Excerpts from a pointing dataset:
** BEGIN **
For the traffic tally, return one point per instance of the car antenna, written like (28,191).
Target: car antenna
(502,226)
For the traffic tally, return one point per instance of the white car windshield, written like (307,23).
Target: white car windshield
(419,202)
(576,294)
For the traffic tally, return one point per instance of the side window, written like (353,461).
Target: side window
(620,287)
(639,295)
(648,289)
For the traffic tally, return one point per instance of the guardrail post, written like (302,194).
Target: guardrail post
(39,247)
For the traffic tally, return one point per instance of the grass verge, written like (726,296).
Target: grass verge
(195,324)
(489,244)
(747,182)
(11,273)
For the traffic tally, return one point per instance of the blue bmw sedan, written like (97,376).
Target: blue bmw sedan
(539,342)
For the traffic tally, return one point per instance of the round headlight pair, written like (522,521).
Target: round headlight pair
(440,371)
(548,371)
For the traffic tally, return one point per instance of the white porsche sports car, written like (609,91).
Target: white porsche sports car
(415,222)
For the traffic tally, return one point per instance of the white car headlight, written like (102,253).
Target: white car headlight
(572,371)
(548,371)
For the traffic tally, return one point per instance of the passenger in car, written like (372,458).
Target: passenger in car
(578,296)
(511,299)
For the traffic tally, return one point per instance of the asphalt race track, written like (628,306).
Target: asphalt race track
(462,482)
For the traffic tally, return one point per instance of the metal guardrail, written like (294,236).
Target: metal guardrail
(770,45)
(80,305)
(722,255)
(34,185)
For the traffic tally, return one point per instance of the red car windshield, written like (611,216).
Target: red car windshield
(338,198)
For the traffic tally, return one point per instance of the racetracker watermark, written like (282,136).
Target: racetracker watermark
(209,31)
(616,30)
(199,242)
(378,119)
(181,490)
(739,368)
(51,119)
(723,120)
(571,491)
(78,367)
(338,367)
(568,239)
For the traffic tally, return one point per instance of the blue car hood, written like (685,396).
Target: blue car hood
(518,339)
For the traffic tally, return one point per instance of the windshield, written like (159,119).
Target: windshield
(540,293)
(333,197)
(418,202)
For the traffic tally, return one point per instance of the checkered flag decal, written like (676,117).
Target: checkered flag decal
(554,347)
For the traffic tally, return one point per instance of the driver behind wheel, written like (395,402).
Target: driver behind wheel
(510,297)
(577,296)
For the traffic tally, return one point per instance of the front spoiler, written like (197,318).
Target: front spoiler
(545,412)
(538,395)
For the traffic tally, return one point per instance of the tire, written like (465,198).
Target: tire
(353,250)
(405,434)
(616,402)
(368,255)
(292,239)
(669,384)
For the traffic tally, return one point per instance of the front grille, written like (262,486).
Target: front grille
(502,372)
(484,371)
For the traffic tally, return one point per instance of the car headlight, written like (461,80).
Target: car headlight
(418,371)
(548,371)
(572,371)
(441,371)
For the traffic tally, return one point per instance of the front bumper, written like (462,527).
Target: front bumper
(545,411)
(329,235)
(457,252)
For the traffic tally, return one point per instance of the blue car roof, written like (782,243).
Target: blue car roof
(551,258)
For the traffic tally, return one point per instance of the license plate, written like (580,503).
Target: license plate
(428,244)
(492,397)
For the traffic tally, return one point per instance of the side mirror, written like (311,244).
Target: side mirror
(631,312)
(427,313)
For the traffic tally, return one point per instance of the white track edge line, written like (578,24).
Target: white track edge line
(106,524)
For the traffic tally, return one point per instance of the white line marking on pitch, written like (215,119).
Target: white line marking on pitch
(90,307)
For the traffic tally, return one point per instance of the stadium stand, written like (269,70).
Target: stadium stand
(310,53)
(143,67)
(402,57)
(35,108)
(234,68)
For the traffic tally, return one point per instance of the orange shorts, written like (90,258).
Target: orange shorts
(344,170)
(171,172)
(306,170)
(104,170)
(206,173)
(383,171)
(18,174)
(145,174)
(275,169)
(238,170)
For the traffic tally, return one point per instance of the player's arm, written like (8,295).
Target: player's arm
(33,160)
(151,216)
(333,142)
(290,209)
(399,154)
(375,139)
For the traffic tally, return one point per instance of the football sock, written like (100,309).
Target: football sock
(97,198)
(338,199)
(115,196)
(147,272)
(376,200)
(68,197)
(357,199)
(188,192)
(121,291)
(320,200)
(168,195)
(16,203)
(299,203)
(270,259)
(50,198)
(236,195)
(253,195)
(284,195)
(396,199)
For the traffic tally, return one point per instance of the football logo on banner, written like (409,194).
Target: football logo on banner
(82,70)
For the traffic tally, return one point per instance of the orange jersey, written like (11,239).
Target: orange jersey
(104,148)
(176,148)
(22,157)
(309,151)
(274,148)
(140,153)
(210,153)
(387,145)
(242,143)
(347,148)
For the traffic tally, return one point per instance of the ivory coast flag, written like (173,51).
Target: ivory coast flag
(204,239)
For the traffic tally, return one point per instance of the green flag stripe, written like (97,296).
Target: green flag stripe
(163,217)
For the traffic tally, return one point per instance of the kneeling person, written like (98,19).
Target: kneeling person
** END **
TASK DIRECTIONS:
Rewrite all of the rows above, changing every "traffic tally" to "scene survey" and leaving everything else as it is.

EXERCISE RESULT:
For the scene survey, return one point per instance of the car antenna, written like (28,191).
Target: car antenna
(502,226)
For the scene survey, return one point per instance of the white car windshield, written like (307,23).
Target: white car windshield
(419,202)
(576,294)
For the scene survey, return one point per instance of the side window, written like (353,461).
Target: side window
(620,287)
(639,295)
(648,289)
For the scene survey, return one point per instance of the guardrail post, written like (302,194).
Target: guardrail post
(39,247)
For the scene survey, return one point per instance of the grass verge, written like (726,296).
Target: grass verge
(195,324)
(489,244)
(747,182)
(11,273)
For the scene survey, return one point per instance of the blue bmw sedan, written like (97,376).
Target: blue bmw sedan
(539,342)
For the scene survey, return one point per instance of the round headlight pair, written like (522,521).
Target: round headlight pair
(440,371)
(548,371)
For the scene survey, return one point per instance of the white porsche sports car, written like (609,91).
Target: white porsche sports car
(415,222)
For the scene survey, return one point per instance of the white car headlight, written like (102,253).
Target: white car headlight
(572,371)
(548,371)
For the scene survey, return one point per instance of the passenger in car, written like (372,458).
Target: passenger in car
(578,296)
(511,299)
For the scene survey, return one point per instance of the asphalt race track, written like (628,306).
Target: asphalt race track
(462,482)
For the scene survey, return one point per instance of the metal guardrail, written like (294,236).
Target: metal guardrail
(770,45)
(80,305)
(722,255)
(34,185)
For the scene survey, return one point per instance of the red car windshield, written like (611,216).
Target: red car windshield
(338,198)
For the scene survey, return one point per instance of the racetracker watermark, written like (282,136).
Target: racetracker watermark
(209,31)
(616,30)
(199,242)
(378,119)
(181,490)
(739,368)
(51,119)
(723,120)
(571,491)
(78,367)
(338,367)
(568,239)
For the scene survey, return one point per instance of the blue car hood, written like (685,396).
Target: blue car hood
(518,339)
For the scene survey, return one point per instance of the windshield, written like (159,119).
Target: windshield
(540,293)
(333,197)
(418,202)
For the scene survey, return one point per instance of the checkered flag decal, written like (676,117).
Target: checkered flag decal
(554,347)
For the scene survey, return one point per instance of the driver behind wheel, written like (395,402).
Target: driver behind wheel
(510,297)
(577,296)
For the scene survey, return one point per instance of the front spoiler, written like (197,318).
Target: front spoiler
(545,412)
(538,395)
For the scene survey, return one point per instance of the tire, written like (465,198).
Target: tire
(353,250)
(405,434)
(616,402)
(368,255)
(292,239)
(669,384)
For the scene survey, return one point per instance of the front grille, written like (262,486).
Target: front grille
(502,372)
(484,371)
For the scene survey, return one point per instance of the car headlight, written like (461,80).
Target: car headlight
(418,371)
(548,371)
(572,371)
(441,371)
For the scene survey, return one point per instance of the front bumper, written like (462,527).
Target: front bumper
(545,411)
(329,235)
(457,252)
For the scene survey, return one point per instance of the blue car roof, written like (782,243).
Target: blue car roof
(551,258)
For the scene survey, return one point per instance of the license plate, written like (580,503).
Target: license plate
(428,244)
(492,397)
For the scene survey, return one point per instance of the side mirror, written like (311,244).
Target: side mirror
(631,312)
(427,313)
For the scene survey, return one point per instance of the white track edge line, written like (578,24).
Target: white track edge line
(106,524)
For the scene survey, return one point per instance of the white line marking on pitch, written like (215,119).
Target: white line marking on pitch
(90,307)
For the scene survey, return one point per instance of the stadium stand, written like (269,70).
Target: stadium stand
(310,53)
(143,67)
(402,57)
(35,108)
(234,68)
For the scene survey, return one point per instance of the orange shorts, written like (90,258).
Target: orange shorts
(344,170)
(171,172)
(306,170)
(104,170)
(206,173)
(383,171)
(18,174)
(145,174)
(275,169)
(238,170)
For the scene survey, return one point per instance of the player's arm, written like (8,295).
Target: player's arm
(33,160)
(151,216)
(333,142)
(290,209)
(399,154)
(375,139)
For the scene survey, return one point per instance of the football sock, written like (100,309).
Target: football sock
(97,198)
(338,199)
(115,196)
(147,272)
(376,200)
(68,197)
(357,199)
(188,192)
(121,291)
(320,200)
(168,195)
(16,203)
(299,203)
(270,259)
(50,198)
(236,195)
(253,195)
(284,195)
(396,199)
For the scene survey, return one point per instance of the football logo on banner, written like (409,194).
Target: football logo on banner
(82,70)
For the scene survey, return one point per instance of the orange jersey, written like (11,239).
Target: orange jersey
(104,148)
(176,148)
(22,157)
(309,151)
(274,148)
(140,153)
(210,153)
(387,145)
(242,143)
(347,148)
For the scene survey, return one point per instance of the ivory coast flag, written like (173,51).
Target: ivory coast flag
(204,239)
For the scene survey, return one point per instance of the green flag stripe, written like (97,296).
Target: green flag stripe
(163,217)
For the scene survey, return one point per instance of the kneeling person, written like (98,19).
Target: kneeling person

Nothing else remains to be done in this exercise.